"Denizi yuva olarak görüyorum"

Halkla İlişkiler ve Reklam Koordinatörü Melis Sünbül, yat ve tekne keyfinin zenginlik belirtisi olarak görülmesi önyargısı konusundaki görüşlerini de bizimle paylaştı.

250 bin farklı tür canlıya ait bir yuva olan deniz, insanları da kucaklıyor elbette. “Bize düşen ise onların sahip olduğu bu yuvayı elimizden geldiğince korumaya çalışmak” diyen Mareoro Halkla İlişkiler ve Reklam Koordinatörü Melis Sünbül, “Deniz koca bir tarihin, imparatorlukların, yüzyıllar önceki şehirlerin dahi saklı olduğu bir hazine. Tüm bunlar yüzünden; denizler ve okyanuslar ile ilgili her şeyi kıymetli buluyorum” diyor. Firmanın ürettiği tek model olan Mareoro 60 hakkında detaylı bilgi veren Sünbül, yat ve tekne keyfinin zenginlik belirtisi olarak görülmesi önyargısı konusundaki görüşlerini de bizimle paylaştı.

Ürettiğiniz yat modeli hakkında bilgi verir misiniz?
Şu an için 7000 m2’lik açık alanı, 5500 m2’lik kapalı alanı bulunan Yalova-Altınova’daki tersanemizde, tek bir model üretiyoruz. Mareoro 60, modern ve spor bir anlayış ile dizayn ve dekore edildi. Boyu 18 metre. Mareoro 60, türünün tek örneğidir. Türkiye’de ve dünyada (ABD hariç) üretilen tek dört motorlu yattır (Volvo Penta IPS). Motor yatımızın tam ortasına ultra lüks bir master kabin konumlandırılmıştır. Gündüz saatlerinde dilerseniz günün tüm ışığını, çift taraflı panaromik pencereler ile bu kabinin içine çağırabilirsiniz. Master kabinin banyosu kendi içindedir ve sadece bu kabinin misafirlerine özeldir. Diğer iki misafir kabinlerinden biri ikiz yataklı ve diğeri ise, çift kişiliktir. Misafir odaları ortak banyo kullanmaktadırlar. Banyo kapısı bir taraftan kilitlendi mi, diğer kabinden banyoya giriş de engellenmiş olur. Dolayısı ile her iki misafir kabininin de ayrı birer banyosu var diyebiliriz. Her bir kabinde yer kaplamayan gömme dolaplar, gizli bölme ve çekmeceler vardır. Crew kabini ise, misafir kabinlerinin tam aksi istikamette bulunmaktadır. Giriş kapısı dışarıdadır. Banyo ve mutfağı kabinin kendi içindedir. Mareoro 60’ın dizaynı ise, Hollandalı Vripack Firması tarafından yapıldı.

● Veri Satırları
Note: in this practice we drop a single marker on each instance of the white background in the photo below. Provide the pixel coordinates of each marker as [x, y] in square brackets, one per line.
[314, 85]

● Çalışma Talimatları
1. Mareoro söyleşisine göre Mareoro 60'ın dizaynını hangi firma yapmıştır?
2. Mareoro söyleşisinde "Halkla İlişkiler ve Reklam Koordinatörü Melis Sünbül, yat" sözcüklerinden başlayıp "bilgi verir misiniz?" sözcüklerine kadar uzanan her şeyi hiçbir değişiklik yapmadan yeniden yazar mısın?
Bu veriler başka bir kaynaktan alınmıştır.

● Görev Çözümleri
1. Hollandalı Vripack Firması.

2.
Halkla İlişkiler ve Reklam Koordinatörü Melis Sünbül, yat ve tekne keyfinin zenginlik belirtisi olarak görülmesi önyargısı konusundaki görüşlerini de bizimle paylaştı.

250 bin farklı tür canlıya ait bir yuva olan deniz, insanları da kucaklıyor elbette. “Bize düşen ise onların sahip olduğu bu yuvayı elimizden geldiğince korumaya çalışmak” diyen Mareoro Halkla İlişkiler ve Reklam Koordinatörü Melis Sünbül, “Deniz koca bir tarihin, imparatorlukların, yüzyıllar önceki şehirlerin dahi saklı olduğu bir hazine. Tüm bunlar yüzünden; denizler ve okyanuslar ile ilgili her şeyi kıymetli buluyorum” diyor. Firmanın ürettiği tek model olan Mareoro 60 hakkında detaylı bilgi veren Sünbül, yat ve tekne keyfinin zenginlik belirtisi olarak görülmesi önyargısı konusundaki görüşlerini de bizimle paylaştı.

Ürettiğiniz yat modeli hakkında bilgi verir misiniz?